» **INSTRUCTIONS FOR THE TASK**:
From the listing below, pull out every line where the string "lane" appears.

== Segment start ==

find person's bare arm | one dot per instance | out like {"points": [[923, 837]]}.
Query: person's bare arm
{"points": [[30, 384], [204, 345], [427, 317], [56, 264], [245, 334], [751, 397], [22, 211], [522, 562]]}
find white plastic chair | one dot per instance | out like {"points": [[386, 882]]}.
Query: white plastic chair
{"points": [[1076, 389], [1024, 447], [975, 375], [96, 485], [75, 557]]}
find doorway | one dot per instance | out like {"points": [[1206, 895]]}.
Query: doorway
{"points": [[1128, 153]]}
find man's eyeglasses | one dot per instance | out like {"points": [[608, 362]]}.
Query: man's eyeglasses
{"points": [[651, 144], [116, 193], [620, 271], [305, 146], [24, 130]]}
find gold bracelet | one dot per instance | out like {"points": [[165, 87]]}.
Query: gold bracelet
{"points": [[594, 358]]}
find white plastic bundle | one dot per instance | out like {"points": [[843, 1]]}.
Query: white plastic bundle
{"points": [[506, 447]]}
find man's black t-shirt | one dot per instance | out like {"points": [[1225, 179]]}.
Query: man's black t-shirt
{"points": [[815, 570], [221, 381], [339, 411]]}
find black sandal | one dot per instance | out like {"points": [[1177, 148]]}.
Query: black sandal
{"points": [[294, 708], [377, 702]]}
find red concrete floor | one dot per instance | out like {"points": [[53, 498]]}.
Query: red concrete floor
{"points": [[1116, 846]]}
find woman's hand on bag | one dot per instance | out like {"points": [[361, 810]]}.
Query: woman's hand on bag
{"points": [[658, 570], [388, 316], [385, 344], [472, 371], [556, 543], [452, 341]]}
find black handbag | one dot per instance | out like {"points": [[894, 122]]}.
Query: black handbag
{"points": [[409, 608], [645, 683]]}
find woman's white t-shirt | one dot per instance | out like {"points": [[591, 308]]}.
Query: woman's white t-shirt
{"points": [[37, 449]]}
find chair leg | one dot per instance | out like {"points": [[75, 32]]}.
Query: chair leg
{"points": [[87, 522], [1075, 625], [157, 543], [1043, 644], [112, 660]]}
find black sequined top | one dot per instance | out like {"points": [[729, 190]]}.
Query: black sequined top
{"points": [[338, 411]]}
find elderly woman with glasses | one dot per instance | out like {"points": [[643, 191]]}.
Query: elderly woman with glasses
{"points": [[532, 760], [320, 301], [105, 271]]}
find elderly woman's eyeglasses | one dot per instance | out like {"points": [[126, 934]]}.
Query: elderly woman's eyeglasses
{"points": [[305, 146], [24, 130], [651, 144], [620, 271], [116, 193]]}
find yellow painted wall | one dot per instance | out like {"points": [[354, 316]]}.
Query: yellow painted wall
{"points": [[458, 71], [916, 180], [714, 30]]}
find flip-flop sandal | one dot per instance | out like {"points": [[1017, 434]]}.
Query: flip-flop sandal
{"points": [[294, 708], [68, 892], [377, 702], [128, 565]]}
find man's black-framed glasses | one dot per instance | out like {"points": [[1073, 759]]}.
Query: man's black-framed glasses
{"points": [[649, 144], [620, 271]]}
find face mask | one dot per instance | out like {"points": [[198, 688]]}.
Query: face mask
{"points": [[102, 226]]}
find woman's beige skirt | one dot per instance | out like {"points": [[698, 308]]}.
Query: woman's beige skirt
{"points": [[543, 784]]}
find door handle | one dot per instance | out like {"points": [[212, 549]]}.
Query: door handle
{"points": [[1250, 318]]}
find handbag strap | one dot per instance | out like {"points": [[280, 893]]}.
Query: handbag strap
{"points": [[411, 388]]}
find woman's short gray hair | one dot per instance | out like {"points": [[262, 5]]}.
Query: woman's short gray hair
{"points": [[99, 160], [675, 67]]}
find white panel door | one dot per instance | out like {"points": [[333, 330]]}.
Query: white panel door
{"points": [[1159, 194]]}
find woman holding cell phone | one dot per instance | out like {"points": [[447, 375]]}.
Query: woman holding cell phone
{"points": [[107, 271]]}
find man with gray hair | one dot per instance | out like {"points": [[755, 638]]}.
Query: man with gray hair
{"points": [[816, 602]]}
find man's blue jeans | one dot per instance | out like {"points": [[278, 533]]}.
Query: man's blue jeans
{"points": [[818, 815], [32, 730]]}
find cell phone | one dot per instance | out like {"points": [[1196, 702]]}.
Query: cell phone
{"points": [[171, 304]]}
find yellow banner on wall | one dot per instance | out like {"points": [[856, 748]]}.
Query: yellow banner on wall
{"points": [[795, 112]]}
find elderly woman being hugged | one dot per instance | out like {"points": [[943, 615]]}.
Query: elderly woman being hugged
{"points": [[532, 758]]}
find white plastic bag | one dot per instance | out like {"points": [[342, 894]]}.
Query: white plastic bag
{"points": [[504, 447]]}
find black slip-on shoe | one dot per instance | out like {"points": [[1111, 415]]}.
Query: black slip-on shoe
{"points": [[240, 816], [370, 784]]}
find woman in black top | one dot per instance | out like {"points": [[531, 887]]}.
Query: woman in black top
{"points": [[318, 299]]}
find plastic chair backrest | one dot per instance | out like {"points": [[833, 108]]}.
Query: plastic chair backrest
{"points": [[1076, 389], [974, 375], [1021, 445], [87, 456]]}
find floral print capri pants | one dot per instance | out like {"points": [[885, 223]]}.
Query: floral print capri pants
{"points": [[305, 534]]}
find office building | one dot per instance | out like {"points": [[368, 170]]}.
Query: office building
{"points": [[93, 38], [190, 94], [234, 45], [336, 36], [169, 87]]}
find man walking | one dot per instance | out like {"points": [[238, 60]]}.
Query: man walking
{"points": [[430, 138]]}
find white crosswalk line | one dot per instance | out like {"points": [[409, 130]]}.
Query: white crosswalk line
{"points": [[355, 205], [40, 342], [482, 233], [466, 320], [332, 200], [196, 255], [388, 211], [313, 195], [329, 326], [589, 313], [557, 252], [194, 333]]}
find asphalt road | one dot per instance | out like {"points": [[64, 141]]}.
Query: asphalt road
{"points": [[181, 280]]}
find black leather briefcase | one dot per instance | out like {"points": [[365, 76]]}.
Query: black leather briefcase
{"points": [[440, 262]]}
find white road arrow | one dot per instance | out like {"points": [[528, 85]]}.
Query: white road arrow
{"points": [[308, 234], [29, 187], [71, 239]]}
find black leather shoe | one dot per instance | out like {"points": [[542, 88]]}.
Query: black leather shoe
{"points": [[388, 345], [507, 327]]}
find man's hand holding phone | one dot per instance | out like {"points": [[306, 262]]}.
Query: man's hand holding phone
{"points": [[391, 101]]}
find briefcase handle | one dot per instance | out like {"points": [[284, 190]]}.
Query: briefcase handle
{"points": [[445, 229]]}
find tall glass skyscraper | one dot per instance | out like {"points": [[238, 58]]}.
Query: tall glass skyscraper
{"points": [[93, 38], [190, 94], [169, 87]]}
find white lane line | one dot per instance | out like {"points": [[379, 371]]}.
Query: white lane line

== Segment end ==

» **REPLY**:
find white lane line | one dot per instance | out like {"points": [[379, 371]]}.
Query: white lane line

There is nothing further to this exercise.